### THE PROBLEM
Rewrite all of the data below, replacing "single point" with "single marker" everywhere it appears and keeping everything else the same.

### DATASET RECORDS
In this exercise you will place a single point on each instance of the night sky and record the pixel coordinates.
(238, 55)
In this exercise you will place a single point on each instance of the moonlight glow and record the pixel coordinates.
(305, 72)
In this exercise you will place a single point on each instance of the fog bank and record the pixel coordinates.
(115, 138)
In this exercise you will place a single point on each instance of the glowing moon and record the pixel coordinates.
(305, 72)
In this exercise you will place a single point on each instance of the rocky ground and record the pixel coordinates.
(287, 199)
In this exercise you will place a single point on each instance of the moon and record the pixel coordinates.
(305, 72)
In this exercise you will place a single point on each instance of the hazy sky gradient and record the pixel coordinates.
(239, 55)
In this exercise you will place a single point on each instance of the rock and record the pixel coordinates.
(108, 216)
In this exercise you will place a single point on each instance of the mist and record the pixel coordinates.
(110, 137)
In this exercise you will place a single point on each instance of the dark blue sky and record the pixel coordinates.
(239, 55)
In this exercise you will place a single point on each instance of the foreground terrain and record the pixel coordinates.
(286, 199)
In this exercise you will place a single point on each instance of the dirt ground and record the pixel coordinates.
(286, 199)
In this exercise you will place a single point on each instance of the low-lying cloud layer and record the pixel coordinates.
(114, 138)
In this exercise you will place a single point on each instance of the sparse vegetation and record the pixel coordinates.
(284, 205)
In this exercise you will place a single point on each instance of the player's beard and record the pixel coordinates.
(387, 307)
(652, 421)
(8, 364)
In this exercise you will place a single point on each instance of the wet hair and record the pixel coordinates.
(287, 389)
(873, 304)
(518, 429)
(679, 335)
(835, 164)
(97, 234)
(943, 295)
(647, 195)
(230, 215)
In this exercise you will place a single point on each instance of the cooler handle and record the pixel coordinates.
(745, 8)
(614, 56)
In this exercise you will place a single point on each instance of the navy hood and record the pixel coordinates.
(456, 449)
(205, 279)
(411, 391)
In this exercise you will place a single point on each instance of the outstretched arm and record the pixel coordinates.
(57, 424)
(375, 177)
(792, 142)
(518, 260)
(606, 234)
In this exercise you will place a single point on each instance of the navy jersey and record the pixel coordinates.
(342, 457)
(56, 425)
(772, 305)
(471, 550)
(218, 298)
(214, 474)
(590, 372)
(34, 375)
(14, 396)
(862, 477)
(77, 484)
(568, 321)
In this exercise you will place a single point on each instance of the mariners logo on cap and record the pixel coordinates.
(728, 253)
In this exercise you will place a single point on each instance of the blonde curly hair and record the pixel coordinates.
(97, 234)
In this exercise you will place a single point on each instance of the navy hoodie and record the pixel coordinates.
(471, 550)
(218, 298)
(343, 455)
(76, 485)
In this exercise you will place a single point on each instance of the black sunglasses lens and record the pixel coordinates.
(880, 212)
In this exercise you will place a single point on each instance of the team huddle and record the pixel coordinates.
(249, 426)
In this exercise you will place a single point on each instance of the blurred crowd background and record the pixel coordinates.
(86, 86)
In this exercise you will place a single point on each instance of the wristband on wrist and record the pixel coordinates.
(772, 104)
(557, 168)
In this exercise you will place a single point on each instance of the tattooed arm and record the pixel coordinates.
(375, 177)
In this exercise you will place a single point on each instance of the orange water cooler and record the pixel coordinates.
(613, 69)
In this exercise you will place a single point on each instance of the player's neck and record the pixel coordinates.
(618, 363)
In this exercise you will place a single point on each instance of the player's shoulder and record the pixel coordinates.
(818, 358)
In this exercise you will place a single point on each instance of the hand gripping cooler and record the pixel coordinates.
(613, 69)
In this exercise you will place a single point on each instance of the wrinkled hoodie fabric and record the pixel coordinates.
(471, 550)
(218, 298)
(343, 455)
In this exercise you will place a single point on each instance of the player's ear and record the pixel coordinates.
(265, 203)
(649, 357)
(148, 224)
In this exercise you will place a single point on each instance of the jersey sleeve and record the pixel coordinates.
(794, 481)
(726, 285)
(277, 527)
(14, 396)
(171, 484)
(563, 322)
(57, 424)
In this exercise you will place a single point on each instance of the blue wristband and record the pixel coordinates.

### FINAL RESULT
In this exercise you will place a single marker on each instance of the night sky and record the pixel coordinates.
(238, 55)
In this exercise you will place a single marker on each instance of the moonlight glow and record the pixel coordinates.
(305, 72)
In this exercise you will place a single marker on each instance of the fog bank and record the pixel coordinates.
(115, 138)
In this exercise you will place a single marker on each instance of the glowing moon and record the pixel coordinates.
(305, 72)
In this exercise you will place a single marker on each instance of the rocky ground and record the pixel coordinates.
(287, 199)
In this exercise you will place a single marker on each instance of the moon and record the pixel coordinates.
(305, 72)
In this exercise you will place a single marker on each instance of the hazy sky gradient and record the pixel coordinates.
(239, 55)
In this exercise you will place a single marker on each instance of the rock and record the pixel coordinates.
(108, 216)
In this exercise you will place a single marker on each instance of the mist and record the pixel coordinates.
(110, 137)
In this exercise you will place a single marker on each instance of the dark blue sky and record the pixel coordinates.
(239, 55)
In this exercise you will place a single marker on each instance of the foreground terrain and record the pixel coordinates.
(286, 199)
In this exercise you will place a single marker on each instance of the dirt ground and record the pixel coordinates.
(286, 199)
In this exercise you will place a single marker on each instance of the low-lying cloud layer and record the pixel coordinates.
(114, 138)
In this exercise you will place a single marker on each instance of the sparse vegetation and record the pixel coordinates.
(284, 205)
In this exercise you will place a single marker on each instance of the player's beard and record the pixel coordinates.
(387, 307)
(652, 421)
(8, 364)
In this exercise you will place a single marker on each instance of the wet hair and record the pixel coordinates.
(287, 389)
(873, 304)
(518, 429)
(679, 335)
(835, 164)
(97, 234)
(943, 295)
(647, 195)
(230, 215)
In this exercise you will place a single marker on each instance of the cooler handle and record the pixel coordinates.
(745, 8)
(614, 56)
In this exercise you will place a single marker on each instance of the navy hood and record the pixel coordinates.
(456, 449)
(205, 279)
(411, 391)
In this exercise you will place a single marker on each instance of the outstretched arm and record the pixel coordinates.
(57, 424)
(375, 177)
(792, 142)
(518, 260)
(606, 234)
In this exercise you will place a single marker on each instance of the navy jersey and record the pixel coordinates.
(342, 457)
(56, 425)
(772, 305)
(471, 550)
(218, 298)
(214, 474)
(590, 372)
(34, 375)
(14, 396)
(862, 477)
(77, 484)
(568, 321)
In this exercise you will place a single marker on each instance of the mariners logo on cap and record the pixel coordinates.
(728, 253)
In this exercise you will place a single marker on each instance of the blonde curly hair and record the pixel coordinates.
(97, 234)
In this exercise you will place a single marker on each instance of the navy hoodie and record the pixel coordinates.
(471, 550)
(218, 298)
(343, 455)
(76, 485)
In this exercise you will place a single marker on each instance of the black sunglasses lens and record the pixel coordinates.
(880, 212)
In this exercise you will place a single marker on each instance of the team huddle and record the pixel coordinates.
(249, 426)
In this exercise you will place a single marker on each instance of the blurred crowd background and record the pixel coordinates.
(86, 86)
In this exercise you will place a single marker on each instance of the wristband on wrist and record the pixel coordinates.
(772, 104)
(557, 168)
In this exercise you will place a single marker on each instance of the tattooed arm and record the pixel coordinates.
(375, 177)
In this exercise you will place a single marker on each instance of the orange water cooler and record the pixel coordinates.
(613, 69)
In this exercise you will place a single marker on each instance of the player's neck and record the pixel coordinates.
(618, 363)
In this exercise you will place a single marker on each instance of the player's shoulder and record the pixel coordinates.
(818, 358)
In this exercise you will place a single marker on each instance of the hand gripping cooler and record the pixel coordinates.
(613, 69)
In this exercise you will place a single marker on each instance of the wrinkled hoodie fabric and record the pixel coordinates.
(471, 550)
(218, 298)
(343, 455)
In this exercise you will place a single marker on each instance of the player's ear and record the pixel coordinates.
(265, 203)
(649, 357)
(148, 224)
In this exercise you will place a single marker on each instance of the jersey sleeve and record the pixel coordinates.
(794, 481)
(726, 285)
(277, 527)
(14, 396)
(171, 484)
(563, 322)
(57, 424)
In this exercise you will place a single marker on each instance of the blue wristband and record the pixel coordinates.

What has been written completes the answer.